TASK INSTRUCTIONS:
Shift every coordinate by adding 95 to it. Rewrite everything from the start of the items down through the line containing "[[[0,142],[0,152],[2,152],[4,148],[6,146],[6,142]]]", keeping all the subject and instruction lines along with the shifted outlines.

==== DATASET CONTENT ====

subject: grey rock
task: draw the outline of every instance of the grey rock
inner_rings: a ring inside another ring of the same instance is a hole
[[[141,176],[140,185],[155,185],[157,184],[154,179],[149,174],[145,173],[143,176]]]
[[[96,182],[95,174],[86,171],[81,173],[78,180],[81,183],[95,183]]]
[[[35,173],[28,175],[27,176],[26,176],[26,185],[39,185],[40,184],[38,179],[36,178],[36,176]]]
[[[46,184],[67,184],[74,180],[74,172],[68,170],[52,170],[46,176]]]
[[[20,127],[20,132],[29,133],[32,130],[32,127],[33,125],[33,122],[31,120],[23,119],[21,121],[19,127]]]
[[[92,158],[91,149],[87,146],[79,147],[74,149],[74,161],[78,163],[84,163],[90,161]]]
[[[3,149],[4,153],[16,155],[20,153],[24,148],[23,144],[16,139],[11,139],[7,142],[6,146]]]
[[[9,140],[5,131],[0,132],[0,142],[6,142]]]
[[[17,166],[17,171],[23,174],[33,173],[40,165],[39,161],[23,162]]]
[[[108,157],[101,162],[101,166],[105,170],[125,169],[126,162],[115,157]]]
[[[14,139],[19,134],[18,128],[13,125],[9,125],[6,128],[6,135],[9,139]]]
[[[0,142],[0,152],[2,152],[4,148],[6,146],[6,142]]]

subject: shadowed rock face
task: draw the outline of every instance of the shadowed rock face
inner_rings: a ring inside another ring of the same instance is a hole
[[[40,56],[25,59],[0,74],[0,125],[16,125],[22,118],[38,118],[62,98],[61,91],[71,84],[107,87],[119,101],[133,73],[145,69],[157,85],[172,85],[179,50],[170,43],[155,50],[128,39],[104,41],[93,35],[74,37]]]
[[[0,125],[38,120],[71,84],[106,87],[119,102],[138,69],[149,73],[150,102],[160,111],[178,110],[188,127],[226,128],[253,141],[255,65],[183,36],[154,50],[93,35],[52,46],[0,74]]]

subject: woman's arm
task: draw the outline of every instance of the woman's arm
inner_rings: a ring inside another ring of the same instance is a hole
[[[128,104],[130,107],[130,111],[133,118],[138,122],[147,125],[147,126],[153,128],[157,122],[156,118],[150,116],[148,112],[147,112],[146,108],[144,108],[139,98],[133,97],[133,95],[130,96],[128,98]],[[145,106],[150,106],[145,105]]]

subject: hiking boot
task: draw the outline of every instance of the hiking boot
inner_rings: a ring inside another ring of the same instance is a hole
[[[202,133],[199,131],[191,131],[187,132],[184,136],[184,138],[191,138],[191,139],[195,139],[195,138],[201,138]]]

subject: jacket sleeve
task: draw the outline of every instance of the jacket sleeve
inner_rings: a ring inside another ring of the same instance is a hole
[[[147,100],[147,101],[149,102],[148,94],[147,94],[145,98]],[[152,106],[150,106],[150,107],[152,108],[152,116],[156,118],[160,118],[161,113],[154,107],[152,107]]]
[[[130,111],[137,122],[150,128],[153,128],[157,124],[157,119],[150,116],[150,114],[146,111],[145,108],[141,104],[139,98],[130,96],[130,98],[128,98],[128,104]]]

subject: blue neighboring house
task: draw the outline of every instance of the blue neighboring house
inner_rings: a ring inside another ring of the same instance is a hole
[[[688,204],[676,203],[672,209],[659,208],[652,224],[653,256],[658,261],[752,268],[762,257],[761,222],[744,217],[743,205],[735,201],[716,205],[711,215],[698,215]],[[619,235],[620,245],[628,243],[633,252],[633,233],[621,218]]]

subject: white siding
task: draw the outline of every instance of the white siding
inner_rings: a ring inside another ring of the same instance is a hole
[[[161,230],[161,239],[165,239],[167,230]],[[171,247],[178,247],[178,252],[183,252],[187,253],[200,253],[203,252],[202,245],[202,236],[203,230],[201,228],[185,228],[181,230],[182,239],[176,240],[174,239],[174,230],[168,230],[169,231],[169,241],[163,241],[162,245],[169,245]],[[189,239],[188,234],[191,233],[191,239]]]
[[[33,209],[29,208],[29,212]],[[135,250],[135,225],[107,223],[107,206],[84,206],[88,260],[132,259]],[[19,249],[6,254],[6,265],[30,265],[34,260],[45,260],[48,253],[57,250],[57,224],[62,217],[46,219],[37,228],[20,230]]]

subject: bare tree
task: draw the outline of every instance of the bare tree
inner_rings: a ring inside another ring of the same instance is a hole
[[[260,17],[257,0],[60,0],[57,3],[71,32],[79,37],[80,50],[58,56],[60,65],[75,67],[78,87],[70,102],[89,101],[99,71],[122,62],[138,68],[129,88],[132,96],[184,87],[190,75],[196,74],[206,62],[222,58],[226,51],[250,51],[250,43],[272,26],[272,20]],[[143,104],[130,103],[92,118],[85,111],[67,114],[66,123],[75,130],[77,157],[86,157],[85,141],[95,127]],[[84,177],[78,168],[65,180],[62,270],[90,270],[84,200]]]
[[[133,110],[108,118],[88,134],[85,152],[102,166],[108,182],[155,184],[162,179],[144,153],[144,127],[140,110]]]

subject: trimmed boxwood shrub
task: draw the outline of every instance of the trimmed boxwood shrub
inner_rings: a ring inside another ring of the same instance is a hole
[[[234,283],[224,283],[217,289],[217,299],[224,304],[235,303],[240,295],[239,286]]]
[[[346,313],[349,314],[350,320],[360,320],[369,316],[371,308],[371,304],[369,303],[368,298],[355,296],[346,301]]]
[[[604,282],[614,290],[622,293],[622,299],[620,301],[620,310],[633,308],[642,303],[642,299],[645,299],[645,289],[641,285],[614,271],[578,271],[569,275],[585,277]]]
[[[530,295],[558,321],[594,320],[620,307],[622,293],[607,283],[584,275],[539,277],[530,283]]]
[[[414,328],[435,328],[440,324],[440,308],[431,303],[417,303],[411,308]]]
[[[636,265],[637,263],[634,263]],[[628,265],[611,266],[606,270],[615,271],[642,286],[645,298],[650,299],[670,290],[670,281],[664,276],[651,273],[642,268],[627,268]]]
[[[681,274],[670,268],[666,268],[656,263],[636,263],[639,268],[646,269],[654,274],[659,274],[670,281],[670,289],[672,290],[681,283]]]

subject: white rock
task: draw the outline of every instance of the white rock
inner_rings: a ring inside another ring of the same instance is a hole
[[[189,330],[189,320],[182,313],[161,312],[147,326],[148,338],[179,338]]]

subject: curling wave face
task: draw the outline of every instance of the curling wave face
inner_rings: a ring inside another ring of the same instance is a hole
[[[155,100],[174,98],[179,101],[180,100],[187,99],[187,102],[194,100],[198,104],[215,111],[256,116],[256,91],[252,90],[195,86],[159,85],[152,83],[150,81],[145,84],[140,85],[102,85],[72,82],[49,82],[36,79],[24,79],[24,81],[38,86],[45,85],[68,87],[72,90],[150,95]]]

====

RESULT FOR THIS TASK:
subject: grey rock
task: draw the outline of every instance of the grey rock
inner_rings: a ring inside another ring of the same instance is a hole
[[[236,271],[235,280],[250,280],[252,279],[249,274],[244,269],[240,268],[238,271]]]
[[[191,277],[190,269],[181,266],[176,268],[173,275],[176,278],[190,278]]]
[[[130,268],[123,270],[122,271],[121,271],[121,280],[134,280],[135,279],[133,274],[131,273],[131,271]]]
[[[141,279],[162,279],[169,275],[169,267],[163,265],[147,265],[141,271]]]
[[[115,222],[115,227],[124,228],[127,225],[127,222],[128,220],[128,217],[126,215],[118,214],[116,216],[114,222]]]
[[[187,253],[186,244],[182,241],[174,242],[169,244],[169,256],[173,258],[179,258],[185,256]]]
[[[98,244],[99,248],[111,250],[115,248],[119,243],[118,239],[111,234],[106,234],[102,237],[101,241]]]
[[[104,235],[100,226],[95,227],[95,237],[101,237]]]
[[[112,261],[112,266],[118,269],[128,268],[135,260],[134,256],[118,257]]]
[[[203,252],[196,257],[196,261],[200,265],[220,264],[221,257],[210,252]]]
[[[109,234],[114,229],[113,223],[108,220],[104,220],[101,223],[101,230],[104,234]]]
[[[95,237],[95,247],[97,247],[99,243],[101,241],[101,237]]]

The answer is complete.